→ ARTICLE:
— start —

But if it’s not them, it’s someone else. If it’s not them, it’s the gays wanting to get married. If it’s not them, it’s the Muslims wanting to worship in peace. Or the immigrants who want a better life for themselves and their families. Or black people. Or rednecks. Or limousine liberals. Or the old. Or the young. The poor, the rich. Hipsters. Fans of the Eagles (band or sports team). Players of this video game or that TV show. And so on and so forth. It gets exhausting to try to list them all because we keep making up new ones. New people we can tear down just to feel better about ourselves.

Our whole society is rampant with this plague. It almost goes without saying that there numerous political candidates and proposals out there who’s popularity is based entirely on how much we can hurt “those people.” To hear our leaders talk, it seems that every problem in our society can simply be solved by finding the right people to pin the metaphorical “kick me” sign on.

— end —

→ LIST OF TASKS:
(1) Answer these questions about the passage on scapegoating:
(a) What name is shared by the band and the sports team whose fans appear in the list?
(b) What does the passage say the popularity of numerous political candidates and proposals is based on?
(c) What metaphorical sign do leaders seem to want pinned on the right people?
(2) Write out word for word the part of the passage on scapegoating that opens with the words containing "But if it’s" and closes with "better about ourselves.".
The items that come next play no part in this.

→ PROVIDED DATA:
— start —

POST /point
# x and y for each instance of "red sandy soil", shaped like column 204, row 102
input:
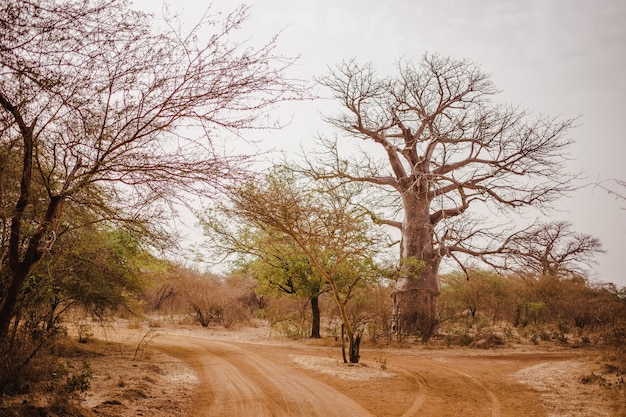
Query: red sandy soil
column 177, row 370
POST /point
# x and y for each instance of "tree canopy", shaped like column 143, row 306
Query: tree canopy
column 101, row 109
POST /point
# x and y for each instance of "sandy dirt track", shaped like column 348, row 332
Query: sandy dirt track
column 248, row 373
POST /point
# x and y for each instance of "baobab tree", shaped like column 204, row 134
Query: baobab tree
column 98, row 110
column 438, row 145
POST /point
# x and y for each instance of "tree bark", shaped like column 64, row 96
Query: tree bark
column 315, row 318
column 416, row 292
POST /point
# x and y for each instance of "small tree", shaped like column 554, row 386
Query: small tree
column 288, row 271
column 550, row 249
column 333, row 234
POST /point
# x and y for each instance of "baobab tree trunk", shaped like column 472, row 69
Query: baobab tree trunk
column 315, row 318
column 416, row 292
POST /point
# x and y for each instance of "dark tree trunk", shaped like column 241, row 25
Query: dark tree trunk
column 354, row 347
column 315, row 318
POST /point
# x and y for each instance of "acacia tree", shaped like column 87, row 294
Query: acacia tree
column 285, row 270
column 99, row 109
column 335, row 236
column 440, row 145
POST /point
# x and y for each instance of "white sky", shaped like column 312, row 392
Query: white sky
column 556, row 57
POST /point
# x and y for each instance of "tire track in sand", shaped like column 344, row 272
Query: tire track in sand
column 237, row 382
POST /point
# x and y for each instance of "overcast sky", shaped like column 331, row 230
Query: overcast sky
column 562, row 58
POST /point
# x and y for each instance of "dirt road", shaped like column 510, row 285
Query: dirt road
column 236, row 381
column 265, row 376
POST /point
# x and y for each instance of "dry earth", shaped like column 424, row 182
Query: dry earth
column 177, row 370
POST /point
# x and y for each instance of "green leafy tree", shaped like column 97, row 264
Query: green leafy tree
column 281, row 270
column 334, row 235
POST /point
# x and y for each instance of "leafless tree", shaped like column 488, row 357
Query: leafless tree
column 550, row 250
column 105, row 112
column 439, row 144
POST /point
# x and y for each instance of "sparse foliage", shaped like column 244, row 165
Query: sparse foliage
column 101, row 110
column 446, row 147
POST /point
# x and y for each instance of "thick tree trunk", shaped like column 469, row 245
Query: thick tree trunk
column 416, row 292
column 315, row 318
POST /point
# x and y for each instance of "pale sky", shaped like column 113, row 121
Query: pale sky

— end —

→ TASK-BY-TASK OUTPUTS:
(1)
(a) The Eagles.
(b) It is based entirely on how much we can hurt "those people."
(c) A "kick me" sign.

(2)
But if it’s not them, it’s someone else. If it’s not them, it’s the gays wanting to get married. If it’s not them, it’s the Muslims wanting to worship in peace. Or the immigrants who want a better life for themselves and their families. Or black people. Or rednecks. Or limousine liberals. Or the old. Or the young. The poor, the rich. Hipsters. Fans of the Eagles (band or sports team). Players of this video game or that TV show. And so on and so forth. It gets exhausting to try to list them all because we keep making up new ones. New people we can tear down just to feel better about ourselves.